**Objective:**
In the text on detecting multithreaded bottlenecks in .NET, what processor queue length may indicate a bottleneck or locking issues?

**Reading passage:**
★ ★ ★

Archive for the ‘Performance’ Category

Performance Spotlight: Detecting Multithreaded Bottlenecks in .NET

Case study as hands-on software architect for a large three-tier business application for global services and consulting firm.  

Takeaways: Quickly detect performance bottlenecks in multithreaded .NET applications by measuring and analyzing “processor queue length” and “thread contention” performance counters in your monitoring practice. 

Metric: Frequent or sustained processor queue lengths of more than two per processor may indicate a bottleneck or locking issues.  If coupled with high thread contention levels or high CPU utilization, it may point to locking or thread synchronization issues.

Situation

Performance is a critical aspect of successful project delivery and usability.

Recently, I was appointed software architect for a large business-critical web application with a global audience.  This application was having performance problems, and the team was trying to get it to pass its performance measurement test (PMT).  Earlier in the year, the the application had been the subject of a month-long review by an outside team of scalability consultants.

★ ★ ★

**Excerpted records:**
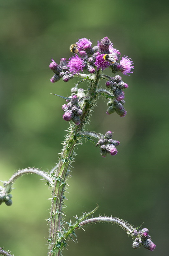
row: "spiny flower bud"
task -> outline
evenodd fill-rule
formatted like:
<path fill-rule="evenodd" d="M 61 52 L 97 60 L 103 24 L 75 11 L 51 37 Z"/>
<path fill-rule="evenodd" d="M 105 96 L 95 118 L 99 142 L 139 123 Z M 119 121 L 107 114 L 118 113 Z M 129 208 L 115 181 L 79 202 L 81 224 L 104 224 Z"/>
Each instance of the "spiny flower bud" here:
<path fill-rule="evenodd" d="M 121 89 L 119 89 L 118 88 L 117 88 L 116 90 L 113 91 L 113 94 L 116 100 L 118 101 L 124 99 L 124 92 Z"/>
<path fill-rule="evenodd" d="M 109 139 L 111 139 L 113 136 L 113 134 L 111 131 L 109 131 L 108 132 L 106 133 L 105 134 L 105 138 L 109 140 Z"/>
<path fill-rule="evenodd" d="M 122 81 L 122 78 L 120 76 L 115 76 L 114 77 L 115 82 L 119 83 Z"/>
<path fill-rule="evenodd" d="M 71 109 L 72 108 L 72 107 L 73 104 L 72 104 L 72 103 L 71 102 L 69 102 L 67 104 L 67 108 L 68 109 Z"/>
<path fill-rule="evenodd" d="M 154 251 L 156 248 L 155 244 L 150 239 L 146 239 L 145 241 L 143 242 L 143 246 L 146 249 L 148 249 L 150 251 Z"/>
<path fill-rule="evenodd" d="M 70 79 L 68 75 L 64 75 L 62 79 L 64 82 L 68 82 Z"/>
<path fill-rule="evenodd" d="M 94 46 L 93 47 L 93 50 L 94 50 L 94 52 L 98 52 L 99 50 L 99 47 L 97 45 Z"/>
<path fill-rule="evenodd" d="M 109 144 L 106 146 L 106 150 L 108 153 L 112 156 L 115 156 L 117 153 L 117 150 L 115 146 L 113 144 Z"/>
<path fill-rule="evenodd" d="M 78 98 L 76 95 L 73 95 L 71 99 L 71 102 L 72 105 L 77 106 L 79 105 Z"/>
<path fill-rule="evenodd" d="M 57 64 L 55 61 L 52 59 L 53 62 L 52 62 L 49 65 L 49 68 L 52 70 L 54 73 L 57 75 L 59 75 L 60 73 L 62 71 L 61 67 L 58 64 Z"/>
<path fill-rule="evenodd" d="M 76 115 L 74 115 L 72 119 L 72 120 L 75 124 L 78 125 L 81 123 L 81 121 L 79 117 L 77 116 L 76 116 Z"/>
<path fill-rule="evenodd" d="M 127 84 L 126 83 L 124 83 L 122 81 L 118 83 L 117 84 L 117 86 L 119 89 L 124 89 L 125 88 L 128 88 L 129 87 Z"/>
<path fill-rule="evenodd" d="M 138 248 L 139 248 L 141 246 L 141 244 L 136 241 L 134 241 L 133 243 L 132 246 L 133 248 L 134 249 L 137 249 Z"/>
<path fill-rule="evenodd" d="M 78 111 L 78 108 L 75 106 L 73 106 L 72 108 L 72 110 L 74 114 L 76 114 Z"/>
<path fill-rule="evenodd" d="M 93 54 L 94 53 L 94 50 L 90 45 L 90 44 L 86 44 L 84 46 L 84 50 L 88 55 L 88 57 L 91 57 Z"/>
<path fill-rule="evenodd" d="M 63 118 L 65 121 L 70 121 L 74 116 L 71 109 L 68 109 L 65 112 L 63 116 Z"/>
<path fill-rule="evenodd" d="M 88 56 L 85 51 L 81 51 L 81 52 L 80 52 L 79 53 L 82 59 L 83 59 L 84 60 L 86 61 L 88 61 Z"/>
<path fill-rule="evenodd" d="M 92 65 L 88 65 L 88 70 L 89 73 L 93 74 L 95 71 L 95 69 Z"/>
<path fill-rule="evenodd" d="M 64 66 L 66 66 L 66 58 L 61 58 L 60 59 L 59 65 L 62 68 Z"/>
<path fill-rule="evenodd" d="M 114 105 L 110 106 L 106 111 L 106 114 L 107 115 L 110 115 L 114 112 L 115 110 L 115 108 Z"/>
<path fill-rule="evenodd" d="M 109 53 L 109 46 L 111 41 L 107 36 L 105 36 L 98 42 L 97 45 L 101 53 Z"/>
<path fill-rule="evenodd" d="M 55 83 L 60 80 L 60 77 L 59 75 L 55 74 L 51 78 L 50 81 L 52 83 Z"/>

★ ★ ★

**Exercise solution:**
Frequent or sustained processor queue lengths of more than two per processor.